Studio album by Squirrel Nut Zippers
- Released: October 6, 1998
- Recorded: July 1998
- Studio: Kingsway, New Orleans; Overdub Lane, Durham, North Carolina
- Genre: Jazz; swing; Christmas;
- Length: 34:10
- Label: Mammoth
- Producer: Mike Napolitano, Squirrel Nut Zippers

Squirrel Nut Zippers chronology
| Perennial Favorites (1998) | Christmas Caravan (1998) | Bedlam Ballroom (2000) |

= Christmas Caravan =

Christmas Caravan is a Christmas album by the swing revival band Squirrel Nut Zippers that was released in 1998 by Mammoth Records. This was the final release from the band to feature Tom Maxwell and Ken Mosher as members, as they would leave the group the following year due to the rest of the band signing a management agreement without their knowledge.

◆ Material supplied:
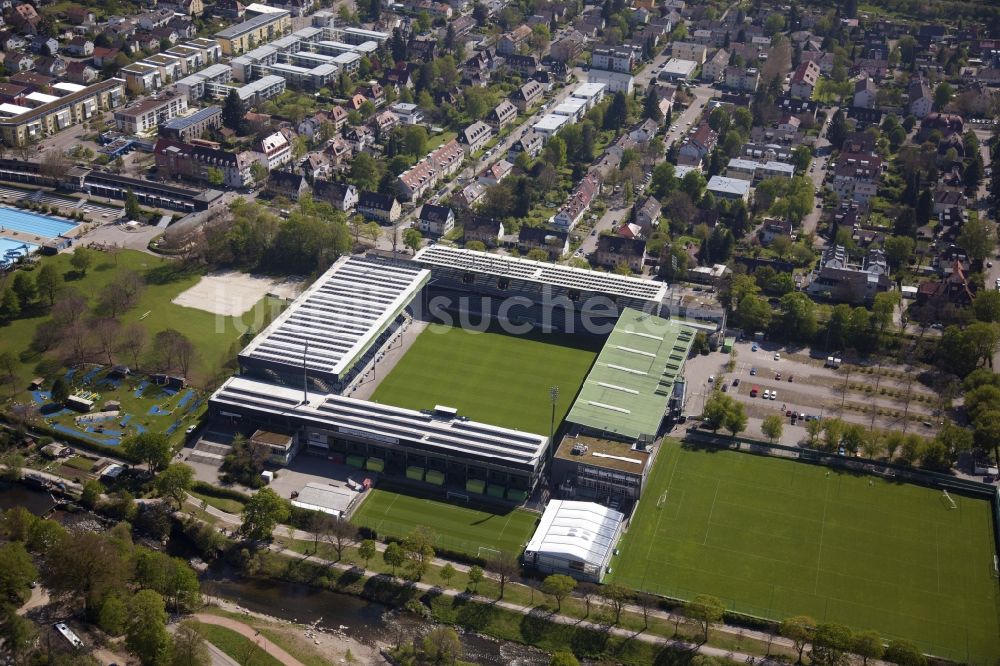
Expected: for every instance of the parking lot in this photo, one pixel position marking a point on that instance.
--
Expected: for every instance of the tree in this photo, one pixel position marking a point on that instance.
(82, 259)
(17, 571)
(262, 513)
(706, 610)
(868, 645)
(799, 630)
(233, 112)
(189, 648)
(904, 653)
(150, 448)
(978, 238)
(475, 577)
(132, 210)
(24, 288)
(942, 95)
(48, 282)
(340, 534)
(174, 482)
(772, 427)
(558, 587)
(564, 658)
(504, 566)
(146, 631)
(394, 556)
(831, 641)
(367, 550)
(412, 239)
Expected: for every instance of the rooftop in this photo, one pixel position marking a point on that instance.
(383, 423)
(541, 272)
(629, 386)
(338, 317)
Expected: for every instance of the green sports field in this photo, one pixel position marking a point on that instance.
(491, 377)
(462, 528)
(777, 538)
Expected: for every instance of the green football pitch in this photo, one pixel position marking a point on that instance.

◆ Work to complete: Reproduce the part of the Christmas Caravan article that begins at the words "Christmas Caravan is" and stops after "without their knowledge.".

◆ Exercise response:
Christmas Caravan is a Christmas album by the swing revival band Squirrel Nut Zippers that was released in 1998 by Mammoth Records. This was the final release from the band to feature Tom Maxwell and Ken Mosher as members, as they would leave the group the following year due to the rest of the band signing a management agreement without their knowledge.